Given request -
Copy out the records below, changing "one line per instance" to "a separate line for each instance" everywhere it occurs and keeping every other part the same.

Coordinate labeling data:
+-------+

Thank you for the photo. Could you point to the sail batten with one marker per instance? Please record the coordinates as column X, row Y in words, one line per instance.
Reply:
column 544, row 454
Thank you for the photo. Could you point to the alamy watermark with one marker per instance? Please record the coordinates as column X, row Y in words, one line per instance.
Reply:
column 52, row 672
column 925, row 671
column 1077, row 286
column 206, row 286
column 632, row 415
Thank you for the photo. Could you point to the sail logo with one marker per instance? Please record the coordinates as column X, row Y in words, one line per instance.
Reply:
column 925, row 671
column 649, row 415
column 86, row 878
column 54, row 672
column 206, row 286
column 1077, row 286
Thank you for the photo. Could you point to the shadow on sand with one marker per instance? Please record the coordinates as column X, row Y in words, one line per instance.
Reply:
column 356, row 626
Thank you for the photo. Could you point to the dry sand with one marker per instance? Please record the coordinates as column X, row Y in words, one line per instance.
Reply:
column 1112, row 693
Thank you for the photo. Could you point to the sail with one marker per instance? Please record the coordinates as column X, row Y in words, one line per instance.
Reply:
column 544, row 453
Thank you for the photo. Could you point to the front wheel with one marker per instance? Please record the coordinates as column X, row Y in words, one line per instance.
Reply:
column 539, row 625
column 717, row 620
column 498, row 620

+-------+

Response for this exercise -
Thank you for the photo. Could you point to the sail batten with one marker per instance? Please record the coordinates as column X, row Y in words, a separate line for each instance.
Reply:
column 544, row 454
Thank you for the photo. Could you point to the alamy watermark with one marker per instance? Please record the coordinates as column X, row Y in words, a separate line for each instance.
Reply:
column 52, row 672
column 925, row 671
column 1077, row 286
column 206, row 286
column 632, row 415
Thank you for the photo. Could you point to the sail logo with one marker per instance? Please record the coordinates as column X, row Y in words, a separate line for each instance.
Reply:
column 925, row 671
column 649, row 415
column 86, row 878
column 54, row 672
column 206, row 286
column 1077, row 286
Thank you for the photo. Could you point to the shadow on sand with one marker per instance? Please record the coordinates as column X, row Y in words, a separate line for each instance.
Reply:
column 356, row 626
Thank you for the photo. Could you point to the dry sand with one marker per instance? Please record the coordinates as column X, row Y in words, a separate line for each instance.
Reply:
column 1112, row 693
Thank you for the photo. Could you point to the sail with one marker per instance? Please record the coordinates as column X, row Y in words, a separate line for each instance.
Reply:
column 544, row 453
Thank you for the photo. Could you point to the front wheel with one marker per instance? Please record the coordinates as column X, row Y in words, a separate line for each instance.
Reply:
column 539, row 625
column 717, row 620
column 498, row 620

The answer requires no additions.